→ **WHAT IS EXPECTED**:
Pick out and copy every line in the entries below that contains the word "windshield".

Start DATA LINES

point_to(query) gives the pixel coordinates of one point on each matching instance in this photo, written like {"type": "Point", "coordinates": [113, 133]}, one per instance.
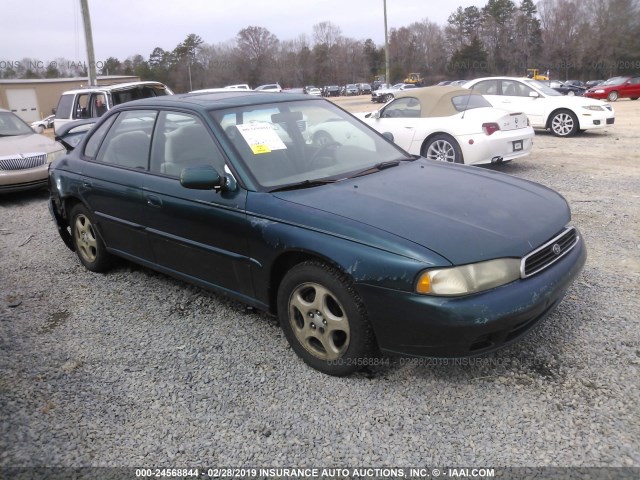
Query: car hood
{"type": "Point", "coordinates": [27, 144]}
{"type": "Point", "coordinates": [462, 213]}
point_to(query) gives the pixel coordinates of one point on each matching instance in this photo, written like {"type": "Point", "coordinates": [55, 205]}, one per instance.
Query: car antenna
{"type": "Point", "coordinates": [468, 101]}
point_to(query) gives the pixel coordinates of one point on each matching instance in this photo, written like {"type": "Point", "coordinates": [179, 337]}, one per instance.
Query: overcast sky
{"type": "Point", "coordinates": [50, 29]}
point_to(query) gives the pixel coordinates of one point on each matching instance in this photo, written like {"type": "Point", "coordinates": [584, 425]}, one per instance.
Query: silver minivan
{"type": "Point", "coordinates": [92, 102]}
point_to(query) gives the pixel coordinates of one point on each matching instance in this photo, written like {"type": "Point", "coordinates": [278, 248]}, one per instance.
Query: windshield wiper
{"type": "Point", "coordinates": [303, 184]}
{"type": "Point", "coordinates": [376, 168]}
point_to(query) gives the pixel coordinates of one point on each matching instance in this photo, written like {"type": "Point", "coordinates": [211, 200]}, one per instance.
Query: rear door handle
{"type": "Point", "coordinates": [154, 201]}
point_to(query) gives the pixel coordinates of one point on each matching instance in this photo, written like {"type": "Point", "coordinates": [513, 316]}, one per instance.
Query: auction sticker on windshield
{"type": "Point", "coordinates": [261, 137]}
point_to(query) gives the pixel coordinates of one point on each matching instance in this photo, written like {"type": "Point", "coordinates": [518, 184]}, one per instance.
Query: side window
{"type": "Point", "coordinates": [487, 87]}
{"type": "Point", "coordinates": [82, 106]}
{"type": "Point", "coordinates": [407, 107]}
{"type": "Point", "coordinates": [513, 88]}
{"type": "Point", "coordinates": [98, 105]}
{"type": "Point", "coordinates": [65, 104]}
{"type": "Point", "coordinates": [93, 144]}
{"type": "Point", "coordinates": [129, 140]}
{"type": "Point", "coordinates": [182, 140]}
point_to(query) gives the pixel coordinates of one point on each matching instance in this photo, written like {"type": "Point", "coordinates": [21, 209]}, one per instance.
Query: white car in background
{"type": "Point", "coordinates": [452, 124]}
{"type": "Point", "coordinates": [41, 125]}
{"type": "Point", "coordinates": [24, 154]}
{"type": "Point", "coordinates": [386, 94]}
{"type": "Point", "coordinates": [270, 87]}
{"type": "Point", "coordinates": [546, 108]}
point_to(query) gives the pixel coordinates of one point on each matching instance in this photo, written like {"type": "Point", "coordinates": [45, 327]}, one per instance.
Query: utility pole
{"type": "Point", "coordinates": [88, 37]}
{"type": "Point", "coordinates": [386, 46]}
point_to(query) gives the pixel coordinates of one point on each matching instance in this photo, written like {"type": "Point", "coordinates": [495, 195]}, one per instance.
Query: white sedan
{"type": "Point", "coordinates": [546, 108]}
{"type": "Point", "coordinates": [452, 124]}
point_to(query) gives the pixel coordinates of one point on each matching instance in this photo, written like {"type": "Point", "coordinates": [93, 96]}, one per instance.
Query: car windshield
{"type": "Point", "coordinates": [543, 87]}
{"type": "Point", "coordinates": [615, 81]}
{"type": "Point", "coordinates": [287, 143]}
{"type": "Point", "coordinates": [11, 124]}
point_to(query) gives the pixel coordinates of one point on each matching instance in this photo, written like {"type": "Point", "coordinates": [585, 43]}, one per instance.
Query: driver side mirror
{"type": "Point", "coordinates": [206, 177]}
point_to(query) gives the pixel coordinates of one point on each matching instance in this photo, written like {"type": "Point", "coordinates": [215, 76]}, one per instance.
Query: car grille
{"type": "Point", "coordinates": [549, 253]}
{"type": "Point", "coordinates": [22, 163]}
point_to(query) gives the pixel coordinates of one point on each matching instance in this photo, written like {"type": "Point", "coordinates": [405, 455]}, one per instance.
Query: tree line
{"type": "Point", "coordinates": [577, 39]}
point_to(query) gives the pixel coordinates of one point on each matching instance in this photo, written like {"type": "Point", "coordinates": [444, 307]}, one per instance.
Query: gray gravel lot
{"type": "Point", "coordinates": [133, 368]}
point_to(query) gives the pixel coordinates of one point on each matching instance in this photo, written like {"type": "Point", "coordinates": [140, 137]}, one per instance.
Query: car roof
{"type": "Point", "coordinates": [114, 86]}
{"type": "Point", "coordinates": [436, 101]}
{"type": "Point", "coordinates": [217, 100]}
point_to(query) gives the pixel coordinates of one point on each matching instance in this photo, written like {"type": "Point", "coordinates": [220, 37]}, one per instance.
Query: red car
{"type": "Point", "coordinates": [615, 88]}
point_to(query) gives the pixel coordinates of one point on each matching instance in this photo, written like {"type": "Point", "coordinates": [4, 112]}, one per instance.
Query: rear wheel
{"type": "Point", "coordinates": [564, 123]}
{"type": "Point", "coordinates": [324, 319]}
{"type": "Point", "coordinates": [443, 148]}
{"type": "Point", "coordinates": [88, 244]}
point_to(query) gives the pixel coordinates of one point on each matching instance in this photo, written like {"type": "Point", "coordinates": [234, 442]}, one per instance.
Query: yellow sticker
{"type": "Point", "coordinates": [260, 148]}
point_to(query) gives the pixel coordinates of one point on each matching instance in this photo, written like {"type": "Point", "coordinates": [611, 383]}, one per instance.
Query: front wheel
{"type": "Point", "coordinates": [443, 148]}
{"type": "Point", "coordinates": [564, 123]}
{"type": "Point", "coordinates": [324, 319]}
{"type": "Point", "coordinates": [88, 244]}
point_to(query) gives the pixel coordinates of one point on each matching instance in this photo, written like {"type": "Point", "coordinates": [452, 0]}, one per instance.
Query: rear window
{"type": "Point", "coordinates": [63, 110]}
{"type": "Point", "coordinates": [467, 102]}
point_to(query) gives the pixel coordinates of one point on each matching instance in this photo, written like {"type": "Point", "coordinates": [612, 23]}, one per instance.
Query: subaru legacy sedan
{"type": "Point", "coordinates": [360, 249]}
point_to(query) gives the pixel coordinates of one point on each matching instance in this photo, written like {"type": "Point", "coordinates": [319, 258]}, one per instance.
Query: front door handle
{"type": "Point", "coordinates": [154, 201]}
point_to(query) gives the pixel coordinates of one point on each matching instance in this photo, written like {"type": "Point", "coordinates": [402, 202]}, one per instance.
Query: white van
{"type": "Point", "coordinates": [92, 102]}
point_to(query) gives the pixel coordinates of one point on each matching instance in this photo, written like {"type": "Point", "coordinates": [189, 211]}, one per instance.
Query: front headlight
{"type": "Point", "coordinates": [468, 279]}
{"type": "Point", "coordinates": [51, 156]}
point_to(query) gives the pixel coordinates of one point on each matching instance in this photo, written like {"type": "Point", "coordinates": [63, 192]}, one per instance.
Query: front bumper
{"type": "Point", "coordinates": [427, 326]}
{"type": "Point", "coordinates": [594, 120]}
{"type": "Point", "coordinates": [17, 180]}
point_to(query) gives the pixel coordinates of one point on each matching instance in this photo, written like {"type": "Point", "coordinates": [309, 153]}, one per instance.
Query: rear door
{"type": "Point", "coordinates": [197, 234]}
{"type": "Point", "coordinates": [113, 178]}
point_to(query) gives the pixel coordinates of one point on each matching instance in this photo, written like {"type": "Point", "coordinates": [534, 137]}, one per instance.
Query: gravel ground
{"type": "Point", "coordinates": [133, 368]}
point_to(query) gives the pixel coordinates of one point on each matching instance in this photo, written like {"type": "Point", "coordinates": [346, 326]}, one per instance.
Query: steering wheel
{"type": "Point", "coordinates": [326, 150]}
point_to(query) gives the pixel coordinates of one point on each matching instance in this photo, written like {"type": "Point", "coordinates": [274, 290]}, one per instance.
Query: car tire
{"type": "Point", "coordinates": [86, 240]}
{"type": "Point", "coordinates": [443, 148]}
{"type": "Point", "coordinates": [564, 123]}
{"type": "Point", "coordinates": [324, 319]}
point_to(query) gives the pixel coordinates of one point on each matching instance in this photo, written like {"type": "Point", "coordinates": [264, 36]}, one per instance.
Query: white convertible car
{"type": "Point", "coordinates": [450, 124]}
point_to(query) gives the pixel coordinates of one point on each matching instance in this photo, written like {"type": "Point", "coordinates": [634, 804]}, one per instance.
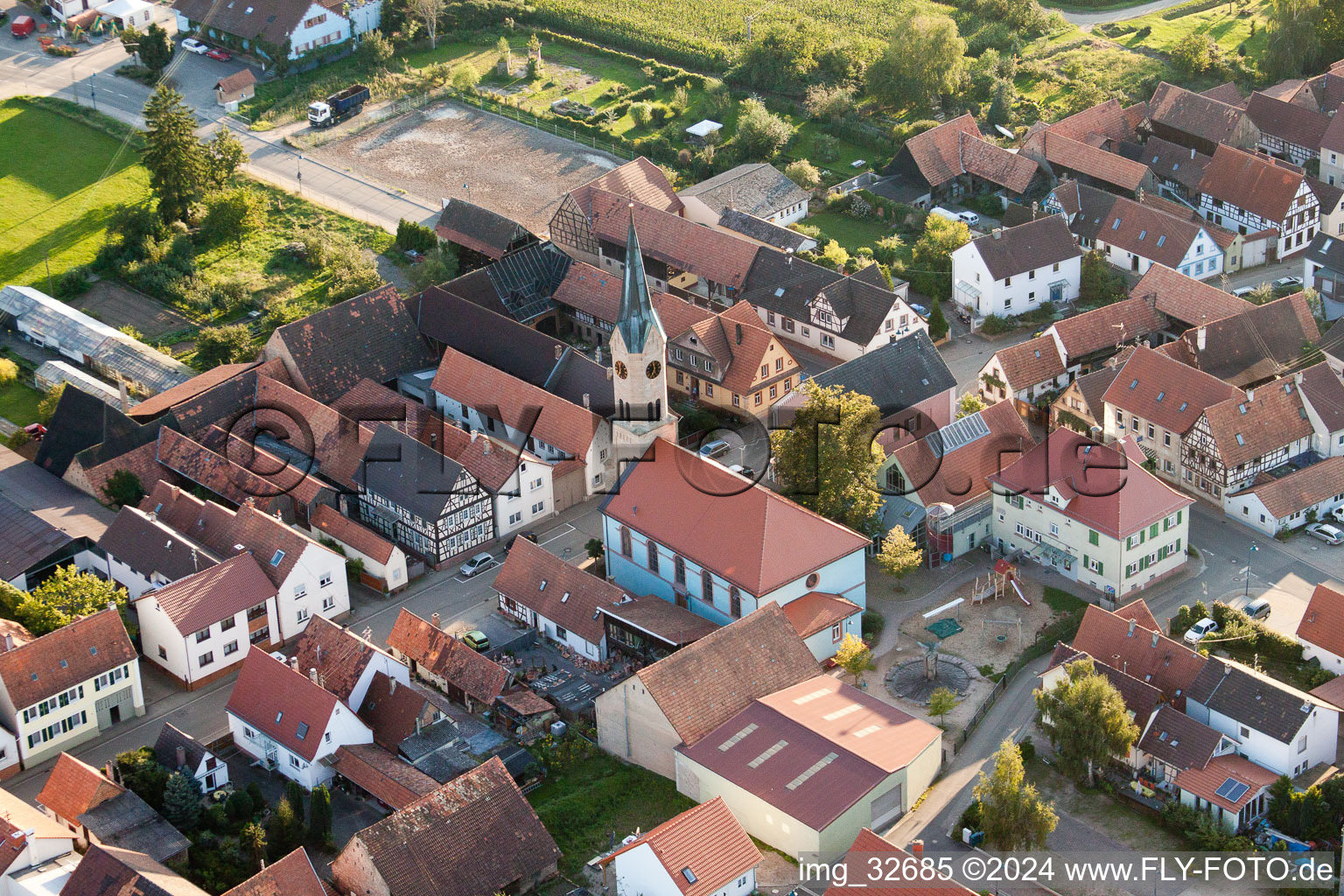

End DATA LINES

→ **ANSWER TO THE TASK**:
Query: windshield wiper
Query: auction sticker on windshield
Query: car windshield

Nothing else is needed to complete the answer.